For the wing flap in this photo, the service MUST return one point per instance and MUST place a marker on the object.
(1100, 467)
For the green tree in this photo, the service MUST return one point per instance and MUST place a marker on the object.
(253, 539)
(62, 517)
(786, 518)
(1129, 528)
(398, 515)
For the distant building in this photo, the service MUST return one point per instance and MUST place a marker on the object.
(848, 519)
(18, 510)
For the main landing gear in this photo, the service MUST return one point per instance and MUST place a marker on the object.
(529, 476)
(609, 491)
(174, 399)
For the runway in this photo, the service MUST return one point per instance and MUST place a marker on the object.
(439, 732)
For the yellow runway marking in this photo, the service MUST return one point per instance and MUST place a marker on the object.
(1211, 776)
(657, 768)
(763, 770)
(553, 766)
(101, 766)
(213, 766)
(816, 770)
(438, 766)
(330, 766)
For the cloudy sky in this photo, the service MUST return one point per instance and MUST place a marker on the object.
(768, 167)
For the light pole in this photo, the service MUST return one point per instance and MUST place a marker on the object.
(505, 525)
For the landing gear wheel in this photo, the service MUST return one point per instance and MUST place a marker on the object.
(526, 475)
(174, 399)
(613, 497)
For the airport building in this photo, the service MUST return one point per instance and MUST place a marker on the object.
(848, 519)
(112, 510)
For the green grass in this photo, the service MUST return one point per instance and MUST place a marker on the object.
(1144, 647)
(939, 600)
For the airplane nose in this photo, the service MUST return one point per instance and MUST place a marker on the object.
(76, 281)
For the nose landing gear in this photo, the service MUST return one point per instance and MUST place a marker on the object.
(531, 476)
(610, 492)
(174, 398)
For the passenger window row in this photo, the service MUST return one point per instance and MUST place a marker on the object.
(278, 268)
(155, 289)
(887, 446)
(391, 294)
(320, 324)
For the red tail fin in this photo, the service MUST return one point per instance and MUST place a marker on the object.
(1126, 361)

━━━━━━━━━━━━━━━━

* Instructions to follow
Repeat the material word for word, with no line missing.

* Exercise output
For the wing flap in this photo, the service MUST return one point per instance and MUST place a marker on the object.
(1100, 467)
For the green tree in this photo, the service MUST return one point per instance and MUST place a marker on the object.
(253, 539)
(62, 517)
(786, 518)
(1129, 528)
(398, 515)
For the distant building in this photo, the service MUST return one point per instance and MUST place a marker on the object.
(848, 519)
(18, 510)
For the main landing gear in this photo, the service MUST return one point per instance and MUST place a marker on the object.
(529, 476)
(609, 491)
(174, 399)
For the runway in this photo, the service MUST return one point per instance and MUST place a marker on the object.
(439, 732)
For the yellow runway marking in this photo, the service MUST return one point per instance and MUST place a marker on the object.
(1211, 776)
(657, 768)
(763, 770)
(553, 766)
(101, 766)
(213, 766)
(816, 770)
(438, 766)
(330, 766)
For the cloudy sky in this photo, the service MUST return one point per instance and MUST place a marker on the object.
(768, 167)
For the light pole in this photo, the service MUST return one point per instance and MUST place a marker on the object.
(505, 525)
For the landing gear wheel in this photo, the service MUST return one point per instance and MUST place a marker on the object.
(526, 475)
(174, 399)
(613, 497)
For the airport building in this photo, the service MUST return one point per instance and MUST place a marker on the object.
(848, 519)
(112, 510)
For the green grass in this photo, the service MUST return one point per instance and MUST place a marker on the object.
(1144, 647)
(939, 600)
For the airplane nose in this photo, the service MUST return one point per instance and MUST place a marker on the object.
(76, 281)
For the nose landing gear in this photo, the service MUST return one point per instance and MUST place a marker on the object.
(531, 476)
(610, 492)
(174, 398)
For the passenger window row in this photo, the service MUST return one point per instance and MUST place a marker on the object.
(278, 268)
(155, 289)
(887, 446)
(391, 294)
(320, 324)
For the red tail fin in this photo, the service MUST return one point per instance and MUST place a marker on the object.
(1126, 361)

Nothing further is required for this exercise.